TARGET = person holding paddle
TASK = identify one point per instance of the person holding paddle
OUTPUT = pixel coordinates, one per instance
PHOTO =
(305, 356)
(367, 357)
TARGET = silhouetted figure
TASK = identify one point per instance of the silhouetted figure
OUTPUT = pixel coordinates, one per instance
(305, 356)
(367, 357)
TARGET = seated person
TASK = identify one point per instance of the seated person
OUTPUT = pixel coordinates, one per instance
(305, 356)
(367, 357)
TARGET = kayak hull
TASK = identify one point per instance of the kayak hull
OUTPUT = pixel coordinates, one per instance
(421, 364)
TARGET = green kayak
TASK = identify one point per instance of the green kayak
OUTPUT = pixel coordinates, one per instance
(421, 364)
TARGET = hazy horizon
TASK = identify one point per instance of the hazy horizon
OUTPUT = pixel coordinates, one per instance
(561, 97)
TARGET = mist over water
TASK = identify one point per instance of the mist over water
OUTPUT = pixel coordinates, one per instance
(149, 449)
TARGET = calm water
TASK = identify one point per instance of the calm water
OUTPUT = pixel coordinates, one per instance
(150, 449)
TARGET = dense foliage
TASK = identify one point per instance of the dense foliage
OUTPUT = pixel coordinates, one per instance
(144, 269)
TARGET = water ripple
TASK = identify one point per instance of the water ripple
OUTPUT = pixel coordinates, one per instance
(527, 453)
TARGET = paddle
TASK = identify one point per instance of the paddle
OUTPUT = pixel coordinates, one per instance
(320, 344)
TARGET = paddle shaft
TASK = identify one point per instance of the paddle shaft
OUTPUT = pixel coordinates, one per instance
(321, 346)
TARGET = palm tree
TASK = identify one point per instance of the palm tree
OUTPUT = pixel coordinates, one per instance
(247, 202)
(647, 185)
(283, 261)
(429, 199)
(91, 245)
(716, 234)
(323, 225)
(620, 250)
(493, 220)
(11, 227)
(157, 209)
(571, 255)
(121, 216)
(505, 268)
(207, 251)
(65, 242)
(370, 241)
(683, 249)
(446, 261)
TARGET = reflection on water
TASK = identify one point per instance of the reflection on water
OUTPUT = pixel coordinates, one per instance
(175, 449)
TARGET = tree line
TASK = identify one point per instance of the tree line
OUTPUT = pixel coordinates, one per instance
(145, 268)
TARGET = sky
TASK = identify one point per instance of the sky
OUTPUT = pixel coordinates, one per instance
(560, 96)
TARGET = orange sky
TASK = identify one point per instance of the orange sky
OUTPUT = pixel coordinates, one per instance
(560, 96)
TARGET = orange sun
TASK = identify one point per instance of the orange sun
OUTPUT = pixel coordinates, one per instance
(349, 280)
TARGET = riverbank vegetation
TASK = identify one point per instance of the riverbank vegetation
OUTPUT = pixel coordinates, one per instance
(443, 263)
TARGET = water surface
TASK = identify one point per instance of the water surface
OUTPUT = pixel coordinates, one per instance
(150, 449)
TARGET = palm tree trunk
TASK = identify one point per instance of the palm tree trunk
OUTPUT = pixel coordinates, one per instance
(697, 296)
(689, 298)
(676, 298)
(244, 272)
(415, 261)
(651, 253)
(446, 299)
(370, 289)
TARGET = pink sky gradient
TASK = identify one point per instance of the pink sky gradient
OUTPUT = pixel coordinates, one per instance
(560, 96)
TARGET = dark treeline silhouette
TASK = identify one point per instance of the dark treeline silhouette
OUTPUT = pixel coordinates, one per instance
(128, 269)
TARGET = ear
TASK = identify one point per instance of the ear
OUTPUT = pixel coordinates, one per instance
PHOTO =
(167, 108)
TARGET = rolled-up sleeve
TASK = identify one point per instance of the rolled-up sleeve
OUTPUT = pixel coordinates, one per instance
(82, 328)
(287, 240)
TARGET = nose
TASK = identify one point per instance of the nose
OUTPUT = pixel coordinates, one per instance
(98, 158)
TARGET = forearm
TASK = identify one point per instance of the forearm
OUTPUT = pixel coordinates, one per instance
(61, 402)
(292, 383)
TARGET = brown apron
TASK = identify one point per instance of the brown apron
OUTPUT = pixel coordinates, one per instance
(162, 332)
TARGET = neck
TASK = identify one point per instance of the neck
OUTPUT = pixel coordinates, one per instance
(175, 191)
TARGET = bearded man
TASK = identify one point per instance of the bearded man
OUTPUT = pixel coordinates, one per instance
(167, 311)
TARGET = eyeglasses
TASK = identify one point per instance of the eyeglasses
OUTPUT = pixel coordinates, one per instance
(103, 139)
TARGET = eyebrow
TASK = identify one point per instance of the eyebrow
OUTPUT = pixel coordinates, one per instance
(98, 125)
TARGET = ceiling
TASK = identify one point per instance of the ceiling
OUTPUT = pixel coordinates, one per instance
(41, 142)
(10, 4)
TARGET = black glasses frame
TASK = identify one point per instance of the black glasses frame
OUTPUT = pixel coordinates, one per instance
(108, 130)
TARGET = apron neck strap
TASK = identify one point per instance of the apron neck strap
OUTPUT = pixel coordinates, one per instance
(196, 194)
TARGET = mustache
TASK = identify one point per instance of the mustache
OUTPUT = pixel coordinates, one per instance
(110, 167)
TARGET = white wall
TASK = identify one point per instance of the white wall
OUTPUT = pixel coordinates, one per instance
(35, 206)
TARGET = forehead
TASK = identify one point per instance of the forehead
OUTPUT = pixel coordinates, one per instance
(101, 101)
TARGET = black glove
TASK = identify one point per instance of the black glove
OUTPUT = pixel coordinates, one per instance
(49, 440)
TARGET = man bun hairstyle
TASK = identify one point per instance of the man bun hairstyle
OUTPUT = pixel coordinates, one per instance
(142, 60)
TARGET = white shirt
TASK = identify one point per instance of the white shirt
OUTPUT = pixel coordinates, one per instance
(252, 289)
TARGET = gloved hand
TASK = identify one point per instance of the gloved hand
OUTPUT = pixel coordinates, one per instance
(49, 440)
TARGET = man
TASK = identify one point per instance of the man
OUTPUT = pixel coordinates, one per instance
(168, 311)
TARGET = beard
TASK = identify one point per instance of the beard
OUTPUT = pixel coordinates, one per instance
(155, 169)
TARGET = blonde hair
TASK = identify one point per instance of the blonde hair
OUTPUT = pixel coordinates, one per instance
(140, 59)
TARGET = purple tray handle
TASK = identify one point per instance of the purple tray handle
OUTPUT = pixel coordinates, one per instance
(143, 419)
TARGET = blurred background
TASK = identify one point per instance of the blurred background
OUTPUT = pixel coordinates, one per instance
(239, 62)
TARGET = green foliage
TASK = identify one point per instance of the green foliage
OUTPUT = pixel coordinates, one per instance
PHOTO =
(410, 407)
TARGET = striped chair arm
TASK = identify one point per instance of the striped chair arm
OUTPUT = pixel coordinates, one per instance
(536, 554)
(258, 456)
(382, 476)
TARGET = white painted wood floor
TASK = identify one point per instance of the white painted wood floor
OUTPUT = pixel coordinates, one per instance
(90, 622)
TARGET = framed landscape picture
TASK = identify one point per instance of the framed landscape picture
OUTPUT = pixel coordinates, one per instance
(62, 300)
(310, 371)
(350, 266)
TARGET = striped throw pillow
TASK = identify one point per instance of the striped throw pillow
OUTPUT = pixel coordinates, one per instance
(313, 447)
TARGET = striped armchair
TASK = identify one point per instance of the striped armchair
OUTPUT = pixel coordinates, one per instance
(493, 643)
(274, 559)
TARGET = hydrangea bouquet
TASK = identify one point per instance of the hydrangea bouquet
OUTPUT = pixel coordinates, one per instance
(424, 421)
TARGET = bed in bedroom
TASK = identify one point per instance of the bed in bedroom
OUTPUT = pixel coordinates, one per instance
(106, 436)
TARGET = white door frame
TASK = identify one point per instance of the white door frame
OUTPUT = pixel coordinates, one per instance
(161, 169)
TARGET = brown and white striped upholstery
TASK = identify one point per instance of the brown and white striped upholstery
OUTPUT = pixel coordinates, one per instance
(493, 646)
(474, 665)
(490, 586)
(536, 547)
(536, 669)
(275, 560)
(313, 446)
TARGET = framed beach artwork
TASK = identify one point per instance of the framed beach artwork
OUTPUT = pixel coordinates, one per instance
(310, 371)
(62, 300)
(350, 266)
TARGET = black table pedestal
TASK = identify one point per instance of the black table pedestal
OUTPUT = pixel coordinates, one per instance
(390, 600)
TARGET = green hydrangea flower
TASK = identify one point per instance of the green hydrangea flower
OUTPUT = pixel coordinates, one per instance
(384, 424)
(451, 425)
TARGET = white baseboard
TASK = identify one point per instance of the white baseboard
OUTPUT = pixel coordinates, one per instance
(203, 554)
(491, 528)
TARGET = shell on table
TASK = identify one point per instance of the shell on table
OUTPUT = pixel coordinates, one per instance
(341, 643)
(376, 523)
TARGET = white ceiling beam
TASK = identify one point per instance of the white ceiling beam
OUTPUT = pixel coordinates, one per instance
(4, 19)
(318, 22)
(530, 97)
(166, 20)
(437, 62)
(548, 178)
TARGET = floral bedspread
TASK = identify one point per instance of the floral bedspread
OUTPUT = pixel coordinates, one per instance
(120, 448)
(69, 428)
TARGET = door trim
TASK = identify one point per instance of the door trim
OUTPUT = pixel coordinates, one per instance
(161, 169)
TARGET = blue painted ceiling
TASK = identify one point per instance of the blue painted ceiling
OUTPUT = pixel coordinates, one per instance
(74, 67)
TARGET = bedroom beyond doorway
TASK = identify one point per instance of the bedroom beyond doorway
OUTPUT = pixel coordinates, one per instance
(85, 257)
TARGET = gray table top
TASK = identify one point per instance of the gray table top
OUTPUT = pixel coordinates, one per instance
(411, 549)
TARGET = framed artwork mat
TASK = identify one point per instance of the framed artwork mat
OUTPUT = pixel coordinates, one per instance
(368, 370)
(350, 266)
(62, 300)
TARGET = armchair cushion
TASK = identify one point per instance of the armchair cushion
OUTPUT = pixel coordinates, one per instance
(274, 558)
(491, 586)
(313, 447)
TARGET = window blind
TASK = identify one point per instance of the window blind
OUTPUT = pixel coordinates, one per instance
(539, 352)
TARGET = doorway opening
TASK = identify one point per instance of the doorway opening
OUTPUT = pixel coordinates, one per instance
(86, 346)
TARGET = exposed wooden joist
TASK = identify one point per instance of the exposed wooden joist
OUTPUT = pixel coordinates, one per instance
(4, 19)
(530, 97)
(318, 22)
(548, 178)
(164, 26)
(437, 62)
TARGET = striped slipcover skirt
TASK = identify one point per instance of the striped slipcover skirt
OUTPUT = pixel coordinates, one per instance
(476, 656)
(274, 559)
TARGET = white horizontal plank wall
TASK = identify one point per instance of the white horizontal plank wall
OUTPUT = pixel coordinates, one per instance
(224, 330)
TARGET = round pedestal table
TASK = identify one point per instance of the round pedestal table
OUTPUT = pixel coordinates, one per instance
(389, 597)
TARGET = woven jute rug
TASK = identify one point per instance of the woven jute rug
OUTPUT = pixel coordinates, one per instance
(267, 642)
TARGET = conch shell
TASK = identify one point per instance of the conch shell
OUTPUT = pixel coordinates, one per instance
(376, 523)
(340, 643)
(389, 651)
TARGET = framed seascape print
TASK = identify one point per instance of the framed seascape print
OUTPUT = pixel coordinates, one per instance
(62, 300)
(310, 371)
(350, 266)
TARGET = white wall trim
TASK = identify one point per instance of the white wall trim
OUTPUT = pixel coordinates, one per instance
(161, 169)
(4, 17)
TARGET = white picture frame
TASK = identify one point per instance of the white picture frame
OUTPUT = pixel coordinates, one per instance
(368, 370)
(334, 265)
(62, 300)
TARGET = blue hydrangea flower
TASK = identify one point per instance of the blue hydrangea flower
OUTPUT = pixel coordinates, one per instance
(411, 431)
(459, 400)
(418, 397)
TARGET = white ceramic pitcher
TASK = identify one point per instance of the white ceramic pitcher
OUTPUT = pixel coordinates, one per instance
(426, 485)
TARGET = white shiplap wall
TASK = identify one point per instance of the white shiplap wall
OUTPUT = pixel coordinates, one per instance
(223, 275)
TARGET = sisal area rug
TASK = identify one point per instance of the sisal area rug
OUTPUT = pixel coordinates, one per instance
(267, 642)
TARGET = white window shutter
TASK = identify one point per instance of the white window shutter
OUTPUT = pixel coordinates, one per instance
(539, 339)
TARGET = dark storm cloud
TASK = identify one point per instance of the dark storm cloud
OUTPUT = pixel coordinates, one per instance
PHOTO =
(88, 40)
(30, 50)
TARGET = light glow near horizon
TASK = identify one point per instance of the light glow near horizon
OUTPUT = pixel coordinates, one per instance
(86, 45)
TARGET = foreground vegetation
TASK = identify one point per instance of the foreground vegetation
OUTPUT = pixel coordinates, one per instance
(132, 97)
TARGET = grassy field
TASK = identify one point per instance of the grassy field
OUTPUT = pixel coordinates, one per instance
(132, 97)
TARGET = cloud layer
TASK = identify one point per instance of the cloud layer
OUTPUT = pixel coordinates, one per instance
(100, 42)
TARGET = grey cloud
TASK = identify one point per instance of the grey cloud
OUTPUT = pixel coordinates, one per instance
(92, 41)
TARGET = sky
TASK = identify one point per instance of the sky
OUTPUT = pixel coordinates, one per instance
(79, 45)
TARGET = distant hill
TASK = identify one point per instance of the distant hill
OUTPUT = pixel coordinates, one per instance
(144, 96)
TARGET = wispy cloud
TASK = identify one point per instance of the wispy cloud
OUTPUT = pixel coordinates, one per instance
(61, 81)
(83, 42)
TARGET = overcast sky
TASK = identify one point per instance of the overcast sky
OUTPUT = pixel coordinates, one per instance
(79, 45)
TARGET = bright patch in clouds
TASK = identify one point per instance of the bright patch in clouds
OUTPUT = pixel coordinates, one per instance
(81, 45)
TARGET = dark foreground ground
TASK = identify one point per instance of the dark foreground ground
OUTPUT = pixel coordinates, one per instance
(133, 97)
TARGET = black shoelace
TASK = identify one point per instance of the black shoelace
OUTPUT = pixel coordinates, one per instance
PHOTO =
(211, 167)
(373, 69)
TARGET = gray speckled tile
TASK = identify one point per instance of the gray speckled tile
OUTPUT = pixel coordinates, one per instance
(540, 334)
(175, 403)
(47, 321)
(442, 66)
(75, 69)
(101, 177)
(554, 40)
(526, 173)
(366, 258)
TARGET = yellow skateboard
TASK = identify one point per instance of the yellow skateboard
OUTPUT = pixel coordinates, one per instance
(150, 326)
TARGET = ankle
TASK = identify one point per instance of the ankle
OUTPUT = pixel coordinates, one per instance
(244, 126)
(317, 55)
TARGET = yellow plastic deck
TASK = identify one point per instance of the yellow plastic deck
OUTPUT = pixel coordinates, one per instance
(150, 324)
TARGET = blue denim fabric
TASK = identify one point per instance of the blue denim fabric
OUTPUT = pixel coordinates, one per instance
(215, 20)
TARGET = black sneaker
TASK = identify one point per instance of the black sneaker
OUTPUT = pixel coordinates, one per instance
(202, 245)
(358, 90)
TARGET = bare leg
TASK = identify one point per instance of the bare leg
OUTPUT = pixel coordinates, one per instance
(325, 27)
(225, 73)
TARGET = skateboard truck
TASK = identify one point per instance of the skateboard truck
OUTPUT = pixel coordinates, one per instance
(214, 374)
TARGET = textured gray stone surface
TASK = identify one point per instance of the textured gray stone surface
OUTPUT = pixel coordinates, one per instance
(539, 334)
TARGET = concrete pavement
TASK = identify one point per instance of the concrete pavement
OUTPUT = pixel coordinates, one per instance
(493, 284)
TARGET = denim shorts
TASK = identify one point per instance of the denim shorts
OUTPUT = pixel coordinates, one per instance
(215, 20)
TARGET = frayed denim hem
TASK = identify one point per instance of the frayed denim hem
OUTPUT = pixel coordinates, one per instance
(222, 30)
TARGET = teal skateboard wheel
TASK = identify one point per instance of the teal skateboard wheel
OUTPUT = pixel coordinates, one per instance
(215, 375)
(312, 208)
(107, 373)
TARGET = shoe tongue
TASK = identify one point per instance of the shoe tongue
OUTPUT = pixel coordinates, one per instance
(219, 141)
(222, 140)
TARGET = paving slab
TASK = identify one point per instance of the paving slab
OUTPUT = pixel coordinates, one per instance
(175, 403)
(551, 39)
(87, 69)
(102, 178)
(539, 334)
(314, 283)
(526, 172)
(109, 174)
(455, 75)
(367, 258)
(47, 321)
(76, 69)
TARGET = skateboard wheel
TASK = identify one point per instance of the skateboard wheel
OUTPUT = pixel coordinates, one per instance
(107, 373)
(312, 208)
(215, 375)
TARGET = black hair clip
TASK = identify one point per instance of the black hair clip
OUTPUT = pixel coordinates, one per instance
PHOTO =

§ **TASK ITEM**: Please go through the listing and return each line that has "table" in it.

§ **WRITTEN SOLUTION**:
TARGET = black table pedestal
TASK = identify one point per instance of the black table pedestal
TARGET = shell on table
TASK = identify one point per instance of the shell on table
TARGET = gray table top
TASK = identify one point per instance of the gray table top
TARGET = round pedestal table
TASK = identify one point per instance of the round pedestal table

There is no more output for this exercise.